## THE PROBLEM
Reproduce every one of the following records verbatim, preserving each line in its original order.

## ENTRIES PROVIDED

• • • • • • •

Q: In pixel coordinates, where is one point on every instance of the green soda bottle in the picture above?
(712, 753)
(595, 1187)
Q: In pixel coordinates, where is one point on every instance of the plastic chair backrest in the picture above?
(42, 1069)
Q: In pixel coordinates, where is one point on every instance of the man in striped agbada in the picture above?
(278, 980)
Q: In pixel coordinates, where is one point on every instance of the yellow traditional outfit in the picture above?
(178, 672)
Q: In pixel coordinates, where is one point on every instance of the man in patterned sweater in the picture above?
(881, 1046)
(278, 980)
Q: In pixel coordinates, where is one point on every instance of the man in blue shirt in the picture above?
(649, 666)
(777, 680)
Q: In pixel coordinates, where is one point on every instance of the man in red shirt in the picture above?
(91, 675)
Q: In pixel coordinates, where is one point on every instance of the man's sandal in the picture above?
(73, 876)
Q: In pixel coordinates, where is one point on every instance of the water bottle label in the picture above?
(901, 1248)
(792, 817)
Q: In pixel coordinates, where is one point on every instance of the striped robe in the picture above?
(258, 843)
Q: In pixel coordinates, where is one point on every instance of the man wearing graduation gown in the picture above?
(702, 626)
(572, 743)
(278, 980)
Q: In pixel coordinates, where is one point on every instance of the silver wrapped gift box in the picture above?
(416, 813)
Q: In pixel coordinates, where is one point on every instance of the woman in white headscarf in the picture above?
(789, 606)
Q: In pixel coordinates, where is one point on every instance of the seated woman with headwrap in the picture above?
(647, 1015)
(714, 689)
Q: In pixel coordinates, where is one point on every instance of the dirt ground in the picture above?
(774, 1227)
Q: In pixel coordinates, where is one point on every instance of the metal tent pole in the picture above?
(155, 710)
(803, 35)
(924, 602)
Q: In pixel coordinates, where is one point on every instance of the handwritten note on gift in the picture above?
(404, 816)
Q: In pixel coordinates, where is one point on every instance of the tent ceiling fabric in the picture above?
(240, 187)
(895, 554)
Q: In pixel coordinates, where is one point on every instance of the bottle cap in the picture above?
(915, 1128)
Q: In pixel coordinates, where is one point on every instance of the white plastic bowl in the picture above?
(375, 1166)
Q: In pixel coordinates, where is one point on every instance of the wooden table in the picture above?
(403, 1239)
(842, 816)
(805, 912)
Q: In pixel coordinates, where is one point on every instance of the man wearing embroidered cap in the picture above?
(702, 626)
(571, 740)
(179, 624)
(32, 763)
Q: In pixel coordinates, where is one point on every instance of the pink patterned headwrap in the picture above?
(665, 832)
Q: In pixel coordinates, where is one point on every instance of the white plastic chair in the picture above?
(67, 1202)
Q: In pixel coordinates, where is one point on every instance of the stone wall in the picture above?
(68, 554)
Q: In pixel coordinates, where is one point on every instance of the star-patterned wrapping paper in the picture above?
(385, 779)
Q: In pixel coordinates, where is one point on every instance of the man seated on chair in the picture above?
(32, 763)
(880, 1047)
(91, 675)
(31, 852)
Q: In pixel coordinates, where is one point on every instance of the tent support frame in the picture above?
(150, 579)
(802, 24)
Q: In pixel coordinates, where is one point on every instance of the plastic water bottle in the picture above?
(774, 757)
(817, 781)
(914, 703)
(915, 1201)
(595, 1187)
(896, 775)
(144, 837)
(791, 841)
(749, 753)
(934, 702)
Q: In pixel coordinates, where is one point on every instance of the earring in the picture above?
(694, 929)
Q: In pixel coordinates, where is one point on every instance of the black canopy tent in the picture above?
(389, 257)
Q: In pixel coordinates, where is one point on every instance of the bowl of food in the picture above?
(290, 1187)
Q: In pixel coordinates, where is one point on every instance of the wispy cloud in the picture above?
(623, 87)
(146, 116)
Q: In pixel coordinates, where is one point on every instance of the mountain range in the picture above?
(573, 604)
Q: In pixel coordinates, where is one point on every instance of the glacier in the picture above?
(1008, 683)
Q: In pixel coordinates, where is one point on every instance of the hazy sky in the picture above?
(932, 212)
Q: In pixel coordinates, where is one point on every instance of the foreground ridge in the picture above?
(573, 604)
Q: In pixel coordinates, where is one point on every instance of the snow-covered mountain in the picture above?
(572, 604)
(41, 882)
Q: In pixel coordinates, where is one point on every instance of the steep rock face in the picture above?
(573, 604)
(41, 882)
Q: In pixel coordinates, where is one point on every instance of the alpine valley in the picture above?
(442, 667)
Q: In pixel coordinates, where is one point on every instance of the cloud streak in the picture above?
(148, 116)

• • • • • • •

## FULL OUTPUT
Q: In pixel coordinates, where is one point on every instance of the green soda bottle in the picture above?
(712, 753)
(595, 1187)
Q: In pixel coordinates, where is one point on every instance of the plastic chair backrest in the picture above?
(42, 1069)
Q: In pixel coordinates, where is one point on every instance of the man in striped agbada in the picture above?
(278, 980)
Q: In pixel coordinates, where is one point on every instance of the yellow traditional outfit in the picture above?
(178, 672)
Q: In pixel coordinates, where is one point on every instance of the man in patterned sweater in the picture above?
(881, 1046)
(278, 980)
Q: In pixel coordinates, where is one point on every instance of the man in blue shirt in the picture above?
(649, 666)
(777, 680)
Q: In pixel coordinates, where is one point on every instance of the man in red shirt in the picture above?
(91, 675)
Q: In pixel coordinates, where is one point on every instance of the man's sandal in the picture above?
(73, 876)
Q: In pixel coordinates, where is one point on every instance of the water bottle label in the picture above?
(901, 1248)
(792, 817)
Q: In pixel coordinates, where is one point on every instance of the striped robe in the picture above?
(258, 843)
Q: In pixel coordinates, where is one point on every instance of the man wearing graduation gown in the picture above?
(702, 626)
(572, 743)
(278, 980)
Q: In pixel coordinates, where is one point on every instance of the silver wrapped gift box in the picture above?
(416, 813)
Q: In pixel coordinates, where is one point on every instance of the woman in white headscarf in the picture above?
(789, 606)
Q: In pixel coordinates, where is one point on every instance of the seated woman with headwrap in the picture above?
(647, 1015)
(714, 689)
Q: In pixel coordinates, where is one point on every instance of the dirt ground in the picture above?
(774, 1227)
Q: In pixel coordinates, where is one point on every instance of the metal tent pole in the picture above?
(155, 710)
(803, 35)
(924, 602)
Q: In pixel coordinates, where is one point on every instance of the handwritten note on gift in the picture above?
(404, 816)
Q: In pixel coordinates, where is one point on every instance of the tent ceiling fabric in the picture above?
(240, 187)
(895, 554)
Q: In pixel coordinates, where is one point on every instance of the bottle cap in the picture above?
(915, 1128)
Q: In pixel coordinates, where is one point on every instance of the white plastic bowl in the picture above?
(375, 1166)
Q: In pixel coordinates, where is one point on every instance of the wooden table in the picture above?
(403, 1239)
(842, 816)
(805, 912)
Q: In pixel coordinates, where is one point on every instance of the man wearing embroidered cap in the picture above?
(702, 626)
(571, 740)
(179, 624)
(32, 763)
Q: In pixel coordinates, where is one point on every instance of the pink patterned headwrap in the picture above?
(665, 832)
Q: In pixel coordinates, where is one point on every instance of the white plastic chair in the picture above?
(67, 1202)
Q: In pixel coordinates, where is one point on every instance of the stone wall in the picture above?
(68, 554)
Q: In pixel coordinates, where is one point on every instance of the star-patterned wrapping paper in the picture above?
(385, 779)
Q: In pixel coordinates, where is one point on every instance of the man seated on chair in the picture above?
(32, 763)
(880, 1047)
(91, 675)
(31, 852)
Q: In pixel coordinates, where is one point on every instance of the tent support frame in the picture above?
(150, 579)
(802, 24)
Q: In pixel coordinates, where is one point on every instance of the plastic water bottle in the picture above?
(774, 757)
(817, 781)
(914, 703)
(915, 1201)
(595, 1187)
(896, 775)
(144, 837)
(791, 841)
(749, 753)
(934, 702)
Q: In pixel coordinates, where is one point on every instance of the earring in the picture above?
(694, 929)
Q: In pixel coordinates, where is one point on every instance of the black canopy tent in the picture above?
(389, 257)
Q: In pixel coordinates, where is one point on every instance of the bowl of food in the picture above?
(290, 1187)
Q: In pixel coordinates, where is one point on every instance of the wispy cloud in the picture above?
(623, 87)
(146, 116)
Q: In pixel coordinates, where is one point on every instance of the mountain range in the picture above?
(573, 604)
Q: In pixel coordinates, where is one point on every instance of the glacier in the picture above?
(1008, 683)
Q: In pixel coordinates, where is one point on every instance of the hazy sky in the picture above?
(932, 212)
Q: In pixel coordinates, where is one point on every instance of the foreground ridge in the picture above?
(573, 604)
Q: In pixel coordinates, where is one point on every instance of the snow-covered mountain in the picture above?
(572, 604)
(41, 882)
Q: In pixel coordinates, where is one point on every instance of the steep rock face in the picture above?
(573, 604)
(41, 882)
Q: In pixel coordinates, where is one point on every instance of the alpine valley in the picture above?
(442, 667)
Q: In pixel coordinates, where is one point on every instance of the cloud streak in the picture above?
(148, 116)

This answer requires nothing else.